ACTION ITEM - Word for word, reproduce the records, keeping none of the pictures.

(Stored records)

^^^^^^^^

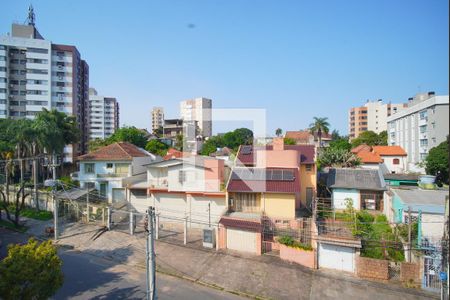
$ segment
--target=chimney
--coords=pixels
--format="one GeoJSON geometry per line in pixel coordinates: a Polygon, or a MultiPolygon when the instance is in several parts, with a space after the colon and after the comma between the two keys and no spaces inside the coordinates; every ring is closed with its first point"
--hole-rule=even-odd
{"type": "Polygon", "coordinates": [[[276,137],[273,139],[273,150],[274,151],[283,151],[284,150],[284,138],[276,137]]]}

^^^^^^^^

RESPONSE TO THE EXERCISE -
$ segment
--target=chimney
--coords=pixels
--format="one GeoJSON geometry per line in pixel coordinates: a Polygon, or a MultiPolygon when the instance is in several parts, with a space after the colon and after the comma between the two keys and no spaces inside the coordinates; every ring is closed with its first point"
--hole-rule=even-odd
{"type": "Polygon", "coordinates": [[[276,137],[273,139],[273,150],[274,151],[283,151],[284,150],[284,138],[276,137]]]}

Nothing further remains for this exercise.